Named-object pointing records
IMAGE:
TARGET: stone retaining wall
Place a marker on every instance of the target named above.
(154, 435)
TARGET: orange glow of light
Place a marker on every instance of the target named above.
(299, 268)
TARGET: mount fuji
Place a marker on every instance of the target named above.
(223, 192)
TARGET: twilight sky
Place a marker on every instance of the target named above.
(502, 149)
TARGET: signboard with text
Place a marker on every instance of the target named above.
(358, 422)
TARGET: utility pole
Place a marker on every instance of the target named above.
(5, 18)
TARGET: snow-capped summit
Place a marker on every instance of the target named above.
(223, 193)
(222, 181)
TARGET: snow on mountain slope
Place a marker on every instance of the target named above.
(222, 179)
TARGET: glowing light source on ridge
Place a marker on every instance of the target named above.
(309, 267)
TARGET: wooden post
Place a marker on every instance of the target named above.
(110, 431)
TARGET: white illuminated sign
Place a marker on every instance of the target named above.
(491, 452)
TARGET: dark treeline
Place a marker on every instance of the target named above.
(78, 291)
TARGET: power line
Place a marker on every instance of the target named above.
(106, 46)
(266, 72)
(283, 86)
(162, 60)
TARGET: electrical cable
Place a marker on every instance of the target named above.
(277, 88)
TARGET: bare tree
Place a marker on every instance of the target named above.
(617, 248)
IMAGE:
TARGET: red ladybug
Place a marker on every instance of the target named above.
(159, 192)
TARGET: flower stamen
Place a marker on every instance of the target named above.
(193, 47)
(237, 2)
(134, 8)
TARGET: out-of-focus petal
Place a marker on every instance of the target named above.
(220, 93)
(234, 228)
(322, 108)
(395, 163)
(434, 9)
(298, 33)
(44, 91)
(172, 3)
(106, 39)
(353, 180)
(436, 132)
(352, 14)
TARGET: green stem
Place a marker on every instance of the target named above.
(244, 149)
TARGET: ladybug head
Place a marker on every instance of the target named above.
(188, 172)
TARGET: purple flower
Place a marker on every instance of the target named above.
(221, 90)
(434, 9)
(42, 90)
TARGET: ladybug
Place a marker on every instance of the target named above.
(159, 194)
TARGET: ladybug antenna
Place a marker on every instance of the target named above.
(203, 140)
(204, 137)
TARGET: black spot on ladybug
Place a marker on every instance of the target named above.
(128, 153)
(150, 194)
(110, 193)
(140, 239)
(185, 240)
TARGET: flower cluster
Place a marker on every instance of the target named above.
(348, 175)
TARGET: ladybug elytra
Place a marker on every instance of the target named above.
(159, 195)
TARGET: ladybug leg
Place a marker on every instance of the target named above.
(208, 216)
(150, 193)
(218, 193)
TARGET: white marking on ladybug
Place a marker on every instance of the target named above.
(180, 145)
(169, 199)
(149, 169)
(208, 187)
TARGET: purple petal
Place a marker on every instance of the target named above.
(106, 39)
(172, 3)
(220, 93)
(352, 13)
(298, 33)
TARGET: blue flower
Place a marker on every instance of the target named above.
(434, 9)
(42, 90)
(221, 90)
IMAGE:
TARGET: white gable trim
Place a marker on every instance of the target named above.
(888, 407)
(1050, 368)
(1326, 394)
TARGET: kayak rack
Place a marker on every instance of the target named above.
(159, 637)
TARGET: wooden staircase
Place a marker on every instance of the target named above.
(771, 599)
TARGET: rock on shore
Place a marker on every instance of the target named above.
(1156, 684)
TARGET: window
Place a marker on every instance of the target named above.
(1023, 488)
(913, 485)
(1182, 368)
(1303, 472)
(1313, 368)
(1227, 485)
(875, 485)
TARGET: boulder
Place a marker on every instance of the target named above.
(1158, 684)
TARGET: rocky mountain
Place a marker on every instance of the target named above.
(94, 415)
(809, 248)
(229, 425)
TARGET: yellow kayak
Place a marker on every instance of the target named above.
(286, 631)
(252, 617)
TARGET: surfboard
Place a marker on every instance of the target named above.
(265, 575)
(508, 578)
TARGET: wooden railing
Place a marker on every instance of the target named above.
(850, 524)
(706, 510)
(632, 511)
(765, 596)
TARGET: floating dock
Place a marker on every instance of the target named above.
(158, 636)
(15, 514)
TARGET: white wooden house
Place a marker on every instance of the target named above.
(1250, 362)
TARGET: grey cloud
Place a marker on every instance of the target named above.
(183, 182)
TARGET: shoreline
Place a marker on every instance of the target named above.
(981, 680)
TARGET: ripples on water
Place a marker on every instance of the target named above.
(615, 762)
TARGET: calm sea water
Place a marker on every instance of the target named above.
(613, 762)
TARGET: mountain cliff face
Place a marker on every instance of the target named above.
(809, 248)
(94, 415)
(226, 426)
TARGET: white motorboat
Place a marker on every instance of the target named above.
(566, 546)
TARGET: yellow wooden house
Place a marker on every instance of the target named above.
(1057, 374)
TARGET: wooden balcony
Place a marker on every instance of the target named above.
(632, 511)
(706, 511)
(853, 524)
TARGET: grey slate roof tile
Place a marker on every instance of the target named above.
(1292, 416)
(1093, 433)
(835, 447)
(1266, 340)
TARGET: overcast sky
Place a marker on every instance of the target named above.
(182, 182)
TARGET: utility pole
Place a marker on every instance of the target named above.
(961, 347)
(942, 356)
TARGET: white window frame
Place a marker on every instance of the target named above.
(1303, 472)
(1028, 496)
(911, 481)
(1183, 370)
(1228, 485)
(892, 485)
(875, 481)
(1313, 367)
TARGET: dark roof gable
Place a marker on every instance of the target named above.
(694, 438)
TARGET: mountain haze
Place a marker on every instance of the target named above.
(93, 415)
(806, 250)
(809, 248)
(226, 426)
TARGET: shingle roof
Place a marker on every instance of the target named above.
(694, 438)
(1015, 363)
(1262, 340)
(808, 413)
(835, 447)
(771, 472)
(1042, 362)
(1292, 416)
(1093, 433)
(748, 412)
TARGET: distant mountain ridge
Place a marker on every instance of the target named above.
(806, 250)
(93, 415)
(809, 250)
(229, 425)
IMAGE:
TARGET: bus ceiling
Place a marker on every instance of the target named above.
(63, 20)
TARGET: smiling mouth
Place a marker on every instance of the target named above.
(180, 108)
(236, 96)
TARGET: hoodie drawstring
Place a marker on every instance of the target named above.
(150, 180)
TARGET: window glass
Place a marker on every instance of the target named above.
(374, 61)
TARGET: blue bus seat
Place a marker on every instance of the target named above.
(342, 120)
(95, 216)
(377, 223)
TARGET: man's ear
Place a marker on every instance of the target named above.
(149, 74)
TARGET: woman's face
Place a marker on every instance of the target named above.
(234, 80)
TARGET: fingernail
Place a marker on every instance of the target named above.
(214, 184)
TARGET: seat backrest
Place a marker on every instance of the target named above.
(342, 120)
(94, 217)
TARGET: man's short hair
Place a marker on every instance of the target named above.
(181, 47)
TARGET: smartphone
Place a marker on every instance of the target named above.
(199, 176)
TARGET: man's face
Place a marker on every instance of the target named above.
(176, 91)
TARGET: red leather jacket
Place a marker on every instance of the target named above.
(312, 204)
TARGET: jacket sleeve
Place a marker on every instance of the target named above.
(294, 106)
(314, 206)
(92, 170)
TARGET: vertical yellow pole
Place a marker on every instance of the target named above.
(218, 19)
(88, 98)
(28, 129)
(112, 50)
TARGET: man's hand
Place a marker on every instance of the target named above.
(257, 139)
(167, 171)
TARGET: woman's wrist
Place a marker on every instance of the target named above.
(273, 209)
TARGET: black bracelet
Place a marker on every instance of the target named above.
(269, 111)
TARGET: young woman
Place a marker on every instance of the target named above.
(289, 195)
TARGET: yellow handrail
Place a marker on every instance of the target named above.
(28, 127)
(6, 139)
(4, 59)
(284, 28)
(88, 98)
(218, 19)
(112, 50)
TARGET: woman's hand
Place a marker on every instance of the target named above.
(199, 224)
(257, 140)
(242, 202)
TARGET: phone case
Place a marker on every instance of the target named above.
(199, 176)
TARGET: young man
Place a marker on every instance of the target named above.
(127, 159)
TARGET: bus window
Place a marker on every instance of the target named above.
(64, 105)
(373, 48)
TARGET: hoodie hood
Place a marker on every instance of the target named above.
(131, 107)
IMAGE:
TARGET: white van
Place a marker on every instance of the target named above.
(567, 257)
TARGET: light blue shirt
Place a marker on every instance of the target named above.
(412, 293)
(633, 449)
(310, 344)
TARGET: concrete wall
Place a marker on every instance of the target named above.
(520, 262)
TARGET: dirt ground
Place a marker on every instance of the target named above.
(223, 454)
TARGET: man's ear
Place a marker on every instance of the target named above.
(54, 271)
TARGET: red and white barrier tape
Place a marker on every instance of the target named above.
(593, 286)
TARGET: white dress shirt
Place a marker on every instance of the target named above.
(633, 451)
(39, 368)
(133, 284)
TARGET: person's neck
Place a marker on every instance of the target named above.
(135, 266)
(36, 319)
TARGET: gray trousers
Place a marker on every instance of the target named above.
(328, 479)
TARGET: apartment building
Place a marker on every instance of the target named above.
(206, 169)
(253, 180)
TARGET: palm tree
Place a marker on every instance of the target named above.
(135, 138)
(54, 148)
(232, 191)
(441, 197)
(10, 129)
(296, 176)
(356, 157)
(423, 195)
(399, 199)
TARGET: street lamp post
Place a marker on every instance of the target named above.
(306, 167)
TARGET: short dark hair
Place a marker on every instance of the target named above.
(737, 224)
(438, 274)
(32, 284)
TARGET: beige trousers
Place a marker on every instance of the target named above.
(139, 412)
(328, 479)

▸ **Written request**:
Could you arrange the lines from the one with "TARGET: bare tree" up to and including the one with "(1156, 684)" as a JSON list of strings, one string per line, leaving out blank lines and any lines outside that span?

▸ **Answer for this exercise**:
[
  "TARGET: bare tree",
  "Place a marker on every instance of the target named above.",
  "(617, 248)",
  "IMAGE:",
  "TARGET: red ladybug",
  "Place a marker on every instance of the target named above.",
  "(159, 192)",
  "TARGET: flower stamen",
  "Place a marker on every instance of the target named above.",
  "(193, 47)",
  "(237, 2)",
  "(134, 8)",
  "TARGET: out-of-focus petal",
  "Place a marker on every instance of the target named above.",
  "(220, 93)",
  "(234, 228)",
  "(322, 108)",
  "(395, 163)",
  "(434, 9)",
  "(298, 33)",
  "(44, 91)",
  "(172, 3)",
  "(106, 39)",
  "(353, 180)",
  "(436, 132)",
  "(352, 14)",
  "TARGET: green stem",
  "Place a marker on every instance of the target named above.",
  "(244, 149)",
  "TARGET: ladybug head",
  "Place a marker on every instance of the target named above.",
  "(188, 172)",
  "TARGET: purple flower",
  "Place a marker on every instance of the target named above.",
  "(221, 90)",
  "(434, 9)",
  "(42, 90)",
  "TARGET: ladybug",
  "Place a marker on every instance of the target named above.",
  "(159, 194)",
  "TARGET: ladybug antenna",
  "Place a marker on every instance of the target named above.",
  "(203, 140)",
  "(204, 137)",
  "TARGET: black spot on ladybug",
  "Place a marker on every instance of the target named above.",
  "(128, 153)",
  "(150, 194)",
  "(110, 193)",
  "(140, 239)",
  "(185, 240)",
  "TARGET: flower cluster",
  "Place a marker on every instance of the target named above.",
  "(348, 175)",
  "TARGET: ladybug elytra",
  "Place a marker on every instance of the target named above.",
  "(159, 195)",
  "TARGET: ladybug leg",
  "Place a marker on every instance of the target named above.",
  "(208, 216)",
  "(150, 193)",
  "(218, 193)",
  "TARGET: white marking on ladybug",
  "Place a marker on every instance of the target named above.",
  "(180, 145)",
  "(169, 199)",
  "(149, 169)",
  "(208, 187)",
  "TARGET: purple petal",
  "Place a marker on every instance of the target named above.",
  "(106, 39)",
  "(172, 3)",
  "(220, 93)",
  "(352, 13)",
  "(298, 33)",
  "TARGET: blue flower",
  "Place a marker on every instance of the target named above.",
  "(434, 9)",
  "(42, 90)",
  "(221, 90)",
  "IMAGE:",
  "TARGET: white gable trim",
  "Place a marker on every instance of the target named above.",
  "(888, 407)",
  "(1050, 368)",
  "(1326, 394)",
  "TARGET: kayak rack",
  "Place a marker on every instance of the target named above.",
  "(159, 637)",
  "TARGET: wooden staircase",
  "Place a marker on every instance of the target named above.",
  "(771, 599)",
  "TARGET: rock on shore",
  "Place a marker on every instance of the target named above.",
  "(1156, 684)"
]